### YOUR GOAL
Go through the listing below. Copy each line that has the string "turtleneck".

### SUPPLIED INFORMATION

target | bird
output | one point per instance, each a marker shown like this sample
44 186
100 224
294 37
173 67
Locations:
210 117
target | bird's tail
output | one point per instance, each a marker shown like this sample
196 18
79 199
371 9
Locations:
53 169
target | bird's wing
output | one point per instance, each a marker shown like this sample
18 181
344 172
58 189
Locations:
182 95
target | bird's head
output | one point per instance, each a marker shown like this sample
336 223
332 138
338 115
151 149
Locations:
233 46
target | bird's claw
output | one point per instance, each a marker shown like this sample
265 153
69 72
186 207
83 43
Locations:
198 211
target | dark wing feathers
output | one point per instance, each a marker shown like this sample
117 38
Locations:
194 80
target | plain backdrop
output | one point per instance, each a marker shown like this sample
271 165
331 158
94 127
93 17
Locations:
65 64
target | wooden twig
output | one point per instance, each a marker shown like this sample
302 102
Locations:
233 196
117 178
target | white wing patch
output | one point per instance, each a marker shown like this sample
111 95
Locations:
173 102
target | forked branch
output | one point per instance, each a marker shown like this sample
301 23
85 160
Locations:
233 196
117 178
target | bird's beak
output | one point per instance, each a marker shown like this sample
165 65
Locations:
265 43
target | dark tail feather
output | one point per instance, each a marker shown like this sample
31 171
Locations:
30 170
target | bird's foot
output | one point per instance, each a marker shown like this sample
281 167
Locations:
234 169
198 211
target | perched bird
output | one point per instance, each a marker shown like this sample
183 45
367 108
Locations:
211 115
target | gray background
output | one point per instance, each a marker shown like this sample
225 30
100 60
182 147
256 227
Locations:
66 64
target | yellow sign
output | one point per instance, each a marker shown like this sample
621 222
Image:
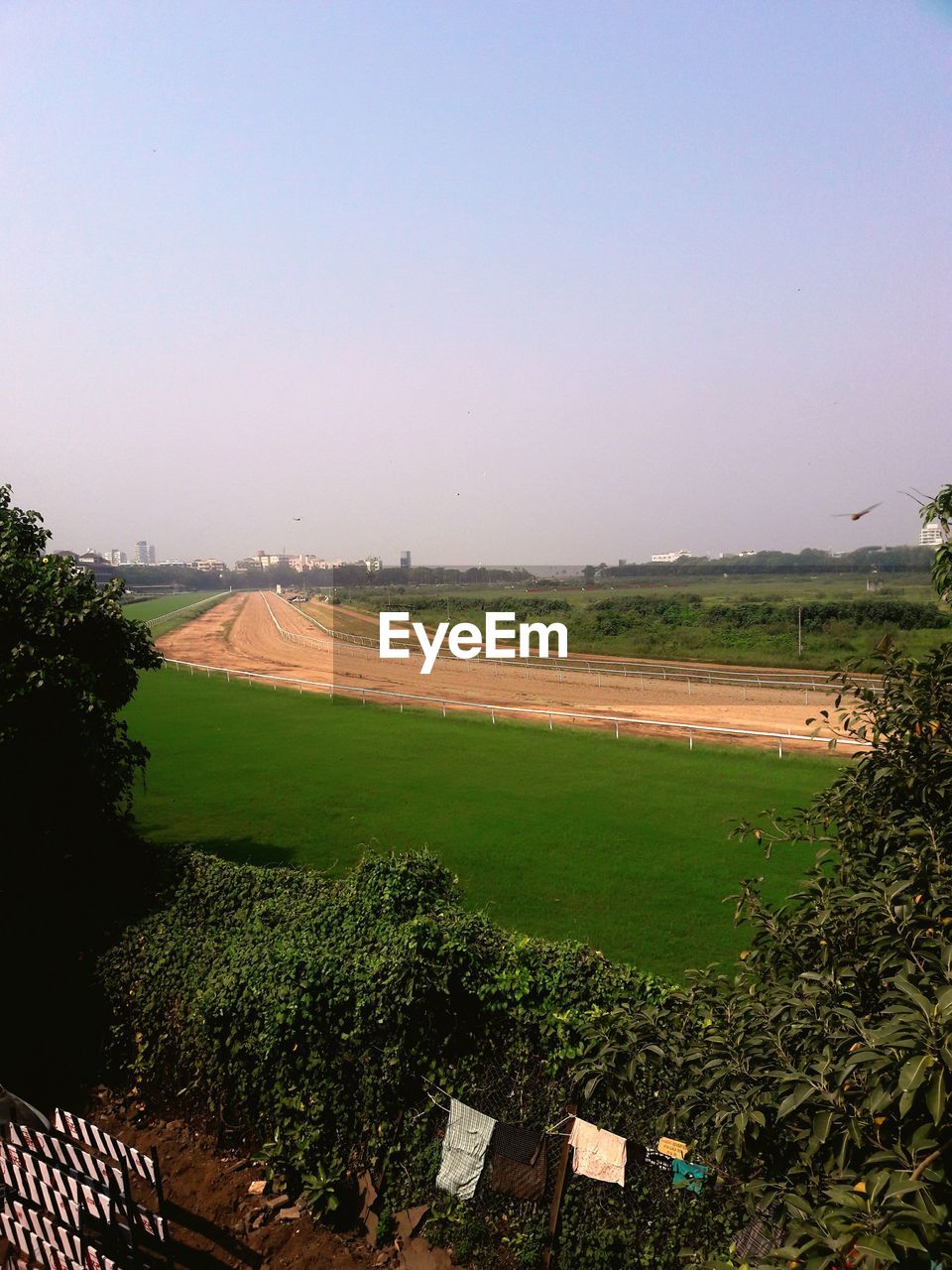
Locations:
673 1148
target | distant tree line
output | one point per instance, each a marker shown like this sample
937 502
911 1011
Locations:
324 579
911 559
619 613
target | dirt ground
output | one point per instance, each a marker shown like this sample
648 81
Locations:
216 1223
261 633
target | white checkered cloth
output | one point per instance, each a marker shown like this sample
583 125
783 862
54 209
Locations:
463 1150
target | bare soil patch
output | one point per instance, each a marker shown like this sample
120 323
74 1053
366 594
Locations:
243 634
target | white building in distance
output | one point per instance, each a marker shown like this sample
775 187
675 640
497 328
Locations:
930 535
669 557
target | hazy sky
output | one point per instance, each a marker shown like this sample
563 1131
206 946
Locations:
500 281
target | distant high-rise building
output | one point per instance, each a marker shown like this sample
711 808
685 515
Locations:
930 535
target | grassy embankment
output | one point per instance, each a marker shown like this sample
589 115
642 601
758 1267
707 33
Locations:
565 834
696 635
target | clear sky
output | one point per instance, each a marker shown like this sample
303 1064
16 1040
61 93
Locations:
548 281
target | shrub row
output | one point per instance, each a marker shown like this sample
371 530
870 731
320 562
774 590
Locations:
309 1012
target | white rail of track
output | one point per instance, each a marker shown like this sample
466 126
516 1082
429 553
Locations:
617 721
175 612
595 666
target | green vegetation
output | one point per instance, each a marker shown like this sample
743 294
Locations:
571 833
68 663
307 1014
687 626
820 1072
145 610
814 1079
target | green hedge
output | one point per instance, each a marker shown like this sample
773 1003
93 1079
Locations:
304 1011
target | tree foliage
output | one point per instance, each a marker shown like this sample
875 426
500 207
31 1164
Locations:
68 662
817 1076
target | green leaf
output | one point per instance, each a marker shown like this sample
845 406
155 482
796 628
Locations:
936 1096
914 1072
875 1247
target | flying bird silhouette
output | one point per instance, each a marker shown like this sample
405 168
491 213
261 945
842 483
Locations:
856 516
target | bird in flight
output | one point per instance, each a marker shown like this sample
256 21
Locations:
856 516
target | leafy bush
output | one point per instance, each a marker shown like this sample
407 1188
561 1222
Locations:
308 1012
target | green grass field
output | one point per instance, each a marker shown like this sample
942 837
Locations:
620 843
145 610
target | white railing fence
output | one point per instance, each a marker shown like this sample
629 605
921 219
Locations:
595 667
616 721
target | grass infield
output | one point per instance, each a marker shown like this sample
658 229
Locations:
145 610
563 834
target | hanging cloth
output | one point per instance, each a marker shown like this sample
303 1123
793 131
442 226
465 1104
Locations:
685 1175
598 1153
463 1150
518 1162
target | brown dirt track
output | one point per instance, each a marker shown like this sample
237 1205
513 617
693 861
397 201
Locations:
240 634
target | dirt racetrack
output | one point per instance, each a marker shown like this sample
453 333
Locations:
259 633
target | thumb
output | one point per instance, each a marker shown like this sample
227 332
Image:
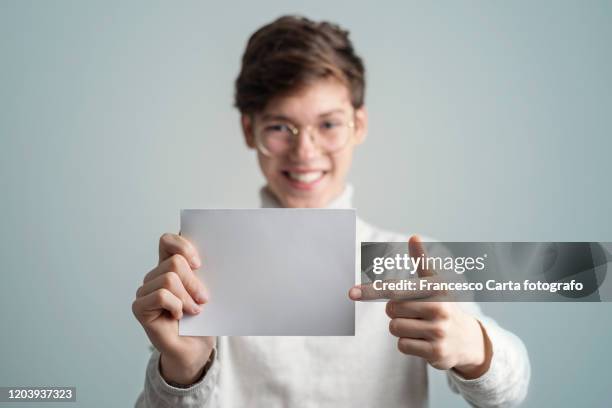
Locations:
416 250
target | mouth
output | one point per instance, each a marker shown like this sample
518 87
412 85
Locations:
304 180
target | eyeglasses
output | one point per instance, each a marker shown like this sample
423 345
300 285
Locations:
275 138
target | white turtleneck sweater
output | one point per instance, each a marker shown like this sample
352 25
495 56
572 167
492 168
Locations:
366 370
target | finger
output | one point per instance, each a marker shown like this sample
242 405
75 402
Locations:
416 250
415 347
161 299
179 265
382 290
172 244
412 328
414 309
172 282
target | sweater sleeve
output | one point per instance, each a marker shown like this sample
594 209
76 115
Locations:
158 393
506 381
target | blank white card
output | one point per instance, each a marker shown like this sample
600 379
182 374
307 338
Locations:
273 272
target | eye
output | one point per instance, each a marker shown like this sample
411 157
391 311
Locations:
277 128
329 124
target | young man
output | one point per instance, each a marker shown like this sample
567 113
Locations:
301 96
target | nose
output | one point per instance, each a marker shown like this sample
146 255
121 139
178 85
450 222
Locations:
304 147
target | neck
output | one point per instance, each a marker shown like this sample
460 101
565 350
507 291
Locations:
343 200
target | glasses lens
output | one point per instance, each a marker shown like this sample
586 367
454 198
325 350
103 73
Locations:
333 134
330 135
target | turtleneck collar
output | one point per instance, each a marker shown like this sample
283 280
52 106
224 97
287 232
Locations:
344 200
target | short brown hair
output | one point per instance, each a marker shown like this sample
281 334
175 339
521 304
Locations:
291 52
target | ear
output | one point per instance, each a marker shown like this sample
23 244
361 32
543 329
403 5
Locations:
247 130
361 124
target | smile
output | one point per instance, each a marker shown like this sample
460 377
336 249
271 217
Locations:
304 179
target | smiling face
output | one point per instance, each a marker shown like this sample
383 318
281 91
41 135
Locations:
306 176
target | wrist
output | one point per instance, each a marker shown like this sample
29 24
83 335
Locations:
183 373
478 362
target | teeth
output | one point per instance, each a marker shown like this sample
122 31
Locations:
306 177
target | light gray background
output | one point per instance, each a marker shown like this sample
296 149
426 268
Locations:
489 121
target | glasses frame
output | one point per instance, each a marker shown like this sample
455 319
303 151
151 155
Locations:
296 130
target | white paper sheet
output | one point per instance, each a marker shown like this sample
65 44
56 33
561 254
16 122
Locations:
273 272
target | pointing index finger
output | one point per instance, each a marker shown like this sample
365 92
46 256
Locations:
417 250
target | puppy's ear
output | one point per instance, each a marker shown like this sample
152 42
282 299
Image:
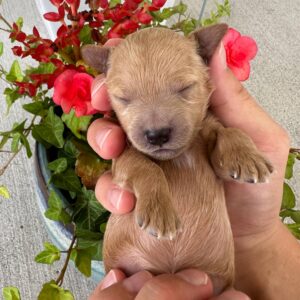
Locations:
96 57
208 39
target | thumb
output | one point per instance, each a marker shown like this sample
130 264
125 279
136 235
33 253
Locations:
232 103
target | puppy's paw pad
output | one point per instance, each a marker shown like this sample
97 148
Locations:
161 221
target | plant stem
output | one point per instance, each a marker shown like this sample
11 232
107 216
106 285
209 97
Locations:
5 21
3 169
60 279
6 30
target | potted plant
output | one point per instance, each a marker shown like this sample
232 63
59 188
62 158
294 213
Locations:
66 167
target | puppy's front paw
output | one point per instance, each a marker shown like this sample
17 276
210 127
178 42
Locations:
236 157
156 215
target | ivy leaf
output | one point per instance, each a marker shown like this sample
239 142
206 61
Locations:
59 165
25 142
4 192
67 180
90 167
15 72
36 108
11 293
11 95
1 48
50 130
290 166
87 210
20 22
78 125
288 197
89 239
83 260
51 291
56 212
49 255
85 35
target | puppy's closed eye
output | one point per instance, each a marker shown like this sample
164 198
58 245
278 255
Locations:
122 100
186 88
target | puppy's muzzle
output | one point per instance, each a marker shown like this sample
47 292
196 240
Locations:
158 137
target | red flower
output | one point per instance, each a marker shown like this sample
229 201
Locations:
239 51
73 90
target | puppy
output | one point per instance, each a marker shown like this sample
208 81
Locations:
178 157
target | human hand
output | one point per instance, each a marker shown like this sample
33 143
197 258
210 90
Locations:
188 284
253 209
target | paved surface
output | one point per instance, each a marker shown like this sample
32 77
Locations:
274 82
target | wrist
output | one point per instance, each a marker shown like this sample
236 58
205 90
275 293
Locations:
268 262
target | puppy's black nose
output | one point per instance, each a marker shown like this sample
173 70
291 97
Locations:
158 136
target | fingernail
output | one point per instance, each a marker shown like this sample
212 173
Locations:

### RESPONSE
target | white turtleneck sweater
target | turtleneck collar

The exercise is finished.